Consignes de travail:
• 1. Mettez à jour le passage du texte sur le vent de Patagonie qui va de « Ce vent qui » à « et pour l’éternité. » en y remplaçant « vent » par « souffle ».
• 2. D'après le texte sur le vent de Patagonie, en quelle année Gabriela Mistral a-t-elle reçu le prix Nobel de littérature ?

Texte du document:
**********
Le vent du changement
Sur la « route du bout du monde », nous partons à la découverte des secrets de la Patagonie, terre des explorateurs et royaume des vents. Notre compagne est une Panamera, propulsée par l’eau et l’air. L’aube d’une ère nouvelle.
Ce vent qui hurle sans relâche. C’est la première chose que l’on perçoit en Patagonie – et aussi la dernière. Il oblige à se tenir courbé, tiraillant inlassablement les vêtements trop amples, et sa dureté se ressent sur chaque centimètre carré de peau à découvert. Un sifflement omniprésent. Hier, aujourd’hui et pour l’éternité.
Car il en a toujours été ainsi : le vent a marqué de son empreinte les récits de la Création des peuples indigènes qui vivaient là bien avant que les Européens n’osent même rêver de l’existence de lieux aussi lointains. Ainsi, les Tehuelches et les Aónikenk croyaient que le vent était né d’un soupir du premier être vivant, avant même l’apparition de la lumière et de la terre. Les expériences des premiers explorateurs occidentaux furent elles aussi imprégnées des forces de la nature. Lorsque Fernand de Magellan mit le cap sur la Patagonie, en 1520, la tempête était si violente que le gouvernement espagnol tenta une manœuvre de diversion pour tenir les pirates britanniques à distance. Il annonça que le vent avait déplacé une île entière qui bloquait désormais le détroit de Magellan.
Plus de 400 ans plus tard, la Chilienne Gabriela Mistral écrira : « Le vent de Magallanes est à la fois une malédiction et une bénédiction. Maître tout puissant de la région, il l’a façonnée selon ses humeurs. » En 1945, cette poétesse fut la première lauréate latino-américaine du prix Nobel de littérature – et le vent de Patagonie l’a elle aussi marquée de son empreinte. « S’il est un spectacle pour le commun des mortels, il ne l’est pas pour moi, car j’ai ressenti une grande crainte. Nous nous souvenons tous d’avoir été fascinés par la peur dans notre enfance. Nous l’avons fuie. Mais en même temps, nous l’avons défiée. »
Le vent est omniprésent, sifflant jour après jour ses chants tempétueux, indifférent au temps qui passe.
**********
Données brutes:
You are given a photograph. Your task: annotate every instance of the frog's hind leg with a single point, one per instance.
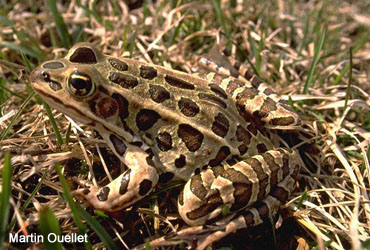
**********
Réponses par consigne:
• 1.
Ce souffle qui hurle sans relâche. C’est la première chose que l’on perçoit en Patagonie – et aussi la dernière. Il oblige à se tenir courbé, tiraillant inlassablement les vêtements trop amples, et sa dureté se ressent sur chaque centimètre carré de peau à découvert. Un sifflement omniprésent. Hier, aujourd’hui et pour l’éternité.

• 2. En 1945.